Input material:

Begin

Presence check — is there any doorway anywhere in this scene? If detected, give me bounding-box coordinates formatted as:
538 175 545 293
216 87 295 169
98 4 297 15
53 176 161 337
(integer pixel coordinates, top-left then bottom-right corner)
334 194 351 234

End

What to produce: Rewrite the records with "doorway" changed to "window", keeping everything else the same.

Answer for this exercise:
Presence check — is there any window anywhere in this scene? If detected, give me bounding-box coordinates formatted as:
538 175 545 293
216 87 295 169
98 4 297 15
53 176 161 337
(integer pixel coordinates, top-left then bottom-right corner)
334 194 351 234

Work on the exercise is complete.